Task statement
Output the full set of records exactly.

Source information

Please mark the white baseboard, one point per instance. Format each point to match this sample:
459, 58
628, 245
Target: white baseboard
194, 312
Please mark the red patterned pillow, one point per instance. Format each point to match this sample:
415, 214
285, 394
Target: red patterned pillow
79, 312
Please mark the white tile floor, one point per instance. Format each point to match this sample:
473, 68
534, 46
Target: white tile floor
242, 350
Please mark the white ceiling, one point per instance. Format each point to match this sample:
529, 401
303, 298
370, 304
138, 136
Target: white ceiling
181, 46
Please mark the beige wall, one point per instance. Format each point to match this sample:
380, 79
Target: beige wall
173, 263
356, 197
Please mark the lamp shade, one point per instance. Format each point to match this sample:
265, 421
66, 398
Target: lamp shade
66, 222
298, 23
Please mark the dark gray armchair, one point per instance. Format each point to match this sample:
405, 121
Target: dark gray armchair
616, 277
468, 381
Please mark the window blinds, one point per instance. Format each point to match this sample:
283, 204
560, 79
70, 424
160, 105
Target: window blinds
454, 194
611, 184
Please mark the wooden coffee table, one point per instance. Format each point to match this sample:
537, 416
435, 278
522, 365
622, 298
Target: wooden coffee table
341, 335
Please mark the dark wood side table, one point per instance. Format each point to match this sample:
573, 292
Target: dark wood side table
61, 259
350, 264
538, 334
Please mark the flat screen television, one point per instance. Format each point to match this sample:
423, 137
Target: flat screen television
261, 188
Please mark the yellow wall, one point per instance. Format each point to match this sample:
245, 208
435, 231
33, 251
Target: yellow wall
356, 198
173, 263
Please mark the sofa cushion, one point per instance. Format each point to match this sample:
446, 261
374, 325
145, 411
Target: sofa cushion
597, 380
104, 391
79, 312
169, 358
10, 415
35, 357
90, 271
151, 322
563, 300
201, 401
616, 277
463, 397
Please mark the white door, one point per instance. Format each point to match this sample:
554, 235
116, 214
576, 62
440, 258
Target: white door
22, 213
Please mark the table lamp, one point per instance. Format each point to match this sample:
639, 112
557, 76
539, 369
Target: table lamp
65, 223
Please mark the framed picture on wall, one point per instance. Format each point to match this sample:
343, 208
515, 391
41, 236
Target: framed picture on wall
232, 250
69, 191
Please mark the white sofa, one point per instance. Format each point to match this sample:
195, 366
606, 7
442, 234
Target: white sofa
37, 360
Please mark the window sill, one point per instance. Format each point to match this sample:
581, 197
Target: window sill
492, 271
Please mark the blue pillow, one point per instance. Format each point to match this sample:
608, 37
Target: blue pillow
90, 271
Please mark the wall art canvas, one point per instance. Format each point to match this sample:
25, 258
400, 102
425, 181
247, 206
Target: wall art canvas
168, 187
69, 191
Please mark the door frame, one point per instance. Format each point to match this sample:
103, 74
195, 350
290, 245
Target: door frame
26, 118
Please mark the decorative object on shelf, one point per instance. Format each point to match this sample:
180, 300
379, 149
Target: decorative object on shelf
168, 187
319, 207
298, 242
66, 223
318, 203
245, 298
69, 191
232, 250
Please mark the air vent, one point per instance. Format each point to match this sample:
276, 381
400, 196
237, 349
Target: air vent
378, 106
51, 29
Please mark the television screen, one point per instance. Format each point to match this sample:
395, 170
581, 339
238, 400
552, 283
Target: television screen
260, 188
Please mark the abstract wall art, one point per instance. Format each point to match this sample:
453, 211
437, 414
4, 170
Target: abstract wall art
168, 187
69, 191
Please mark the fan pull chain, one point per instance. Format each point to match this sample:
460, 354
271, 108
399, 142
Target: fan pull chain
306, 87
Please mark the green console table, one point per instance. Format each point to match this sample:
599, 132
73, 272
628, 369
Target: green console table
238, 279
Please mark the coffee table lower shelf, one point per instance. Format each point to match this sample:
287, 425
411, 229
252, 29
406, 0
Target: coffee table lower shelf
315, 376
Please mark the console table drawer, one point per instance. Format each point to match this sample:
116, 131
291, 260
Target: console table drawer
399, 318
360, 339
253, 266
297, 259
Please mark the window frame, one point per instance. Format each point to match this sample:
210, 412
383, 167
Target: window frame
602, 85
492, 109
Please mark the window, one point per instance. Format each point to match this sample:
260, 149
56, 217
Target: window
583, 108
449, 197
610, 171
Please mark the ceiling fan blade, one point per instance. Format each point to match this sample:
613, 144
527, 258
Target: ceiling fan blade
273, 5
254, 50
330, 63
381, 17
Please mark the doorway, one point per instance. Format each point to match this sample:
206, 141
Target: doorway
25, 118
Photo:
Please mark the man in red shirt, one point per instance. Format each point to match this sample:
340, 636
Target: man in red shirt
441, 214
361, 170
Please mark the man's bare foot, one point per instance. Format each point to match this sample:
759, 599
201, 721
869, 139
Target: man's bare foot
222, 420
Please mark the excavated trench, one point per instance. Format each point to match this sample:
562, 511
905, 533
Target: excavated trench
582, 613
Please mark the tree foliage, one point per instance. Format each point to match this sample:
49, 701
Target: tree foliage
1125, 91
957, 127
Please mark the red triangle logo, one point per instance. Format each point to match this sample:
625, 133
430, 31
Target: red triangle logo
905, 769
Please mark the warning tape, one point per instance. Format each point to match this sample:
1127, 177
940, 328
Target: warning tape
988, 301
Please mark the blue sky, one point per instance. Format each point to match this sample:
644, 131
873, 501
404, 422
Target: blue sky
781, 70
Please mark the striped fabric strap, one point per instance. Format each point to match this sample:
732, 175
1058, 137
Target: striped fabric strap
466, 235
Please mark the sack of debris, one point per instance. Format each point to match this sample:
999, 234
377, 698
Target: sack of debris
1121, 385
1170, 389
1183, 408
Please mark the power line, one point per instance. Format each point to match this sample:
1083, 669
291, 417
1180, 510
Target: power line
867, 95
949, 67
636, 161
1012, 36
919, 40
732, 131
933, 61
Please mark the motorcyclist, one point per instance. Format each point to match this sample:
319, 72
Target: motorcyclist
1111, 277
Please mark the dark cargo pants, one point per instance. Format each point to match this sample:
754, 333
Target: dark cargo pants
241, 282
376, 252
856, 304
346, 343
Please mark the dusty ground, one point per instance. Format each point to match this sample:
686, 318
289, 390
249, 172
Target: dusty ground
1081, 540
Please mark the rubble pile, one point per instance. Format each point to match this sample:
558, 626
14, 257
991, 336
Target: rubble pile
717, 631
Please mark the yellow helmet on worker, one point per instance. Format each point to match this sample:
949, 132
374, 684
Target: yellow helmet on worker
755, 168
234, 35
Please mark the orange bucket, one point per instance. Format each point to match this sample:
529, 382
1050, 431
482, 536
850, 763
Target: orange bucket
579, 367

Written response
Please mark the white baseboard, one point per instance. Format each point to match this sample:
459, 58
628, 245
Target: white baseboard
194, 312
Please mark the red patterned pillow, one point per instance. Format each point to match this sample:
415, 214
285, 394
Target: red patterned pillow
79, 312
Please mark the white tile floor, one point per instance. Format each point to match this sample:
473, 68
534, 46
Target: white tile floor
242, 350
Please mark the white ceiling, one point per instance. Format each point to match this sample:
529, 401
303, 298
370, 304
138, 136
Target: white ceiling
181, 46
Please mark the beige wall, one point per instance. Format each point to match this sample:
380, 79
Target: beige wall
173, 263
356, 197
Please mark the lamp shade, one point per instance. Format each point to match this sample:
265, 421
66, 398
Target: lamp shade
66, 222
298, 23
Please mark the dark gray armchair, one point per instance. Format each point to match this sample:
405, 121
Target: dark gray armchair
616, 277
468, 381
Please mark the window blinds, one point per instance. Format each point to match this sample:
283, 204
560, 79
70, 424
160, 105
Target: window blinds
454, 194
611, 184
Please mark the wooden coffee table, one point per instance. Format each point to match this sample:
537, 416
435, 278
522, 365
622, 298
Target: wooden coffee table
341, 335
Please mark the dark wood side table, one point per instance. Format each point to match this sample:
573, 292
Target: dark wood side table
61, 259
350, 264
538, 334
Please mark the flat screen television, one point per instance. Format each point to match this sample:
423, 137
Target: flat screen television
261, 188
Please mark the yellow wall, one point per instance. Format each point to match this sample:
245, 208
435, 231
33, 251
Target: yellow wall
356, 198
173, 263
Please mark the sofa cushion, one point per instance. Format each point to match this sample:
446, 261
374, 325
145, 411
Target: sofa cushion
597, 380
104, 391
79, 312
169, 358
10, 415
35, 357
90, 271
151, 322
563, 300
201, 401
616, 277
463, 397
Please mark the white door, one point per instance. Format each point to match this sample:
554, 235
116, 214
576, 62
440, 258
Target: white door
22, 213
Please mark the table lamp, one point per instance. Format each point to match this sample:
639, 112
557, 76
539, 369
Target: table lamp
65, 223
Please mark the framed picture on wall, one point per instance. Format each point to match this sample:
343, 208
515, 391
41, 236
Target: framed picture on wall
232, 250
69, 191
Please mark the white sofa, one point per instance. Format each point to match this sample:
195, 366
606, 7
442, 234
Target: white sofa
37, 360
Please mark the window sill, one point per instance. Format each point to match this sample:
581, 197
Target: window sill
492, 271
Please mark the blue pillow, one point per instance. Format each point to match this sample:
608, 37
Target: blue pillow
90, 271
Please mark the wall art canvas, one point per instance. Format each point to match this sample:
25, 258
400, 102
425, 181
247, 206
Target: wall art canvas
168, 187
69, 191
Please mark the door frame, one point per instance. Format each point to match this sample:
103, 74
195, 350
290, 245
Target: door frame
26, 118
Please mark the decorative object on shelf, one point per instance. Format each point to match this sample:
180, 300
379, 149
Target: decorative object on shelf
168, 187
319, 207
298, 242
66, 223
318, 203
245, 298
69, 191
232, 250
Please mark the air vent, one point per instance. Format each point to match this sample:
276, 381
400, 196
237, 349
Target: air vent
378, 106
51, 29
Please mark the television screen, one point per instance. Format each point to match this sample:
395, 170
581, 339
238, 400
552, 283
Target: television screen
260, 188
Please mark the abstract wall art, one point per instance. Format each point to match this sample:
453, 211
437, 414
4, 170
Target: abstract wall art
168, 187
69, 191
Please mark the fan pull chain, one point per instance. Format each point to match this sample:
460, 354
271, 108
399, 142
Target: fan pull chain
306, 87
Please mark the green console table, one point per instance. Format each point to match this sample:
599, 132
73, 272
628, 369
Target: green console table
238, 279
Please mark the coffee table lower shelf, one point per instance. Format each point to match this sample:
287, 425
411, 229
252, 29
406, 0
Target: coffee table lower shelf
315, 376
Please mark the console table drawer, one point per instance. Format each point to match this sample:
116, 131
291, 260
Target: console table drawer
399, 318
360, 339
253, 266
297, 259
Please mark the window frame, one point per instance. Format each point to match this sample:
210, 412
383, 167
Target: window frame
602, 85
492, 109
Please mark the window, one point per instance. Format each point to match this sample:
260, 149
56, 217
Target: window
583, 108
449, 197
610, 171
Please mark the ceiling fan blade, one point per instance. Format each point to match this sample:
613, 144
527, 258
Target: ceiling fan blade
273, 5
254, 50
330, 63
381, 17
Please mark the doorway, one point per instance. Format each point to match this sample:
206, 141
Target: doorway
25, 118
Photo:
Please mark the man in red shirt, one point per instance. Format each point to match this sample:
340, 636
Target: man in red shirt
441, 214
361, 170
Please mark the man's bare foot, one point per instance. Format each point to match this sample:
759, 599
201, 721
869, 139
Target: man's bare foot
222, 420
Please mark the excavated trench, one point per instance. Format each point to match this sample:
562, 511
905, 533
Target: excavated trench
582, 613
Please mark the tree foliage, one point per instance. Format each point to match this sample:
49, 701
Target: tree foliage
1125, 91
957, 127
Please mark the red triangle logo, one point per instance. Format each point to match this sample:
625, 133
430, 31
Target: red triangle logo
905, 769
Please mark the warning tape, one point per instance. Format each point to match this sample:
1127, 177
940, 328
Target: warning tape
988, 301
Please mark the blue sky, one point per instance. Format each point to match this sample:
644, 131
873, 501
404, 422
Target: blue sky
781, 70
Please mark the striped fabric strap, one point per instance. Format each point to match this sample:
732, 175
1058, 137
Target: striped fabric strap
466, 235
Please mark the sack of debris, one point per instance. Format each point to match this sample:
999, 234
377, 698
Target: sack of debris
1121, 385
1170, 389
1183, 408
Please mark the power line, one point per instance. Format each point to match this sample:
1083, 669
291, 417
1180, 510
Target: power line
867, 95
949, 67
636, 161
1012, 36
919, 40
732, 131
933, 61
Please mark the motorcyclist, one point per instance. Format each point to match this sample:
319, 72
Target: motorcyclist
1111, 277
Please mark the dark cargo pants, one point per instance. Format each point to match this sample:
754, 333
Target: dark cargo pants
241, 282
376, 252
856, 304
346, 343
Please mark the dusty ground, one point per instance. Format each point to match this sample:
686, 318
289, 390
249, 172
Target: dusty ground
1081, 540
Please mark the rubble pile, one point per instance. Format each point to match this sample:
558, 626
14, 257
991, 336
Target: rubble pile
717, 631
Please mark the yellow helmet on worker, one point per instance. Format each point to match this sample:
949, 132
374, 684
Target: yellow helmet on worker
755, 168
234, 35
Please mark the orange bucket, one point per instance. Format each point to match this sample:
529, 382
1050, 431
482, 536
850, 763
Target: orange bucket
579, 367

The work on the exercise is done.